Stated exercise –
Repeat the full listing, word for word.

Lines of data
***
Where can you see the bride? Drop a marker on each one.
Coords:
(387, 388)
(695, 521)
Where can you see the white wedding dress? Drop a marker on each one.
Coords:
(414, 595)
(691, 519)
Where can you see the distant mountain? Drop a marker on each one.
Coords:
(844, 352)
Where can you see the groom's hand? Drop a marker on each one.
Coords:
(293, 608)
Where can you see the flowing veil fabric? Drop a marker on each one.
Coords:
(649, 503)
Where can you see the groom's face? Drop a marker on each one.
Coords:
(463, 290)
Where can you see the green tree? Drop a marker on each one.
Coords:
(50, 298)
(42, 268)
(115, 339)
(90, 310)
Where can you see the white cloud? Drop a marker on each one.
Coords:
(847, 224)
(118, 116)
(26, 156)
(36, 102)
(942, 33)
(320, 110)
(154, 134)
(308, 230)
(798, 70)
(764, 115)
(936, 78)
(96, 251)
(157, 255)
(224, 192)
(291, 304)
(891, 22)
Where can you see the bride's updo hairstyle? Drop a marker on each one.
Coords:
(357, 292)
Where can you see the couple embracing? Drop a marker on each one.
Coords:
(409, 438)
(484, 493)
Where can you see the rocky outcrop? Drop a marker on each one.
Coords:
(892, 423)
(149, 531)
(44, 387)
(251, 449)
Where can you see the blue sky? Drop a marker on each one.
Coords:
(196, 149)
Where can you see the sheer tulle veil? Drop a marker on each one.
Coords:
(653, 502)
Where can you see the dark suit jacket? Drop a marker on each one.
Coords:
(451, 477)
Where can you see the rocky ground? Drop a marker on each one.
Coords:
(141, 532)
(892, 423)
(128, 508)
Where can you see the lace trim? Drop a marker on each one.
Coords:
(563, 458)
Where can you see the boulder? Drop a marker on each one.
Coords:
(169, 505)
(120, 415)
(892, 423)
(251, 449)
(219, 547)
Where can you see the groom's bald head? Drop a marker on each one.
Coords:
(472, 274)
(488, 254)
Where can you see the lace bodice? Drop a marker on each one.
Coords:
***
Completed task –
Where can you see the bride? Drop a marker on each one.
Coords:
(387, 388)
(695, 521)
Where can you see the white wedding dress? Drop a marker on each one.
Coords:
(414, 595)
(691, 519)
Where can you see the distant mountain? Drop a marker on each one.
Coords:
(844, 352)
Where can you see the groom's hand? Drop a marker on each one.
Coords:
(293, 608)
Where can you see the flowing veil fabric? Drop a marker on each one.
Coords:
(649, 503)
Where can you see the groom's face? Drop a marker on each one.
Coords:
(463, 290)
Where can you see the green tree? Drop a marker on each one.
Coords:
(50, 298)
(42, 268)
(115, 339)
(90, 310)
Where can you see the white cloud? Drop a marker on each one.
Coords:
(847, 224)
(118, 116)
(26, 156)
(36, 102)
(942, 33)
(320, 110)
(154, 134)
(308, 230)
(798, 70)
(764, 115)
(936, 78)
(96, 251)
(157, 255)
(224, 192)
(291, 304)
(891, 22)
Where can you see the bride's updo hairstyle? Drop a marker on each one.
Coords:
(357, 292)
Where can you see the couple embracing? Drop a marker on each one.
Coords:
(409, 438)
(484, 493)
Where can you see the rocky outcrop? Drop a marker on each one.
Coords:
(892, 423)
(149, 531)
(44, 387)
(251, 449)
Where can you see the blue sky? Drop a marker on each one.
Coords:
(196, 149)
Where can you see the sheer tulle veil? Drop a marker on each one.
Coords:
(653, 502)
Where can you see the dark suit jacket? Drop a marker on each one.
Coords:
(451, 477)
Where can you see the rocky ground? Drop a marker on each one.
Coords:
(141, 532)
(892, 423)
(128, 508)
Where can you see the lace trim? Drop a marker on each one.
Coords:
(563, 458)
Where can you see the boulder? Drop a marker on each one.
Coords:
(169, 505)
(120, 415)
(892, 423)
(251, 449)
(219, 547)
Where can you see the groom's bald head? Drop a marker on each one.
Coords:
(472, 274)
(488, 254)
Where can you see the lace bodice? Drop a marker on each one.
Coords:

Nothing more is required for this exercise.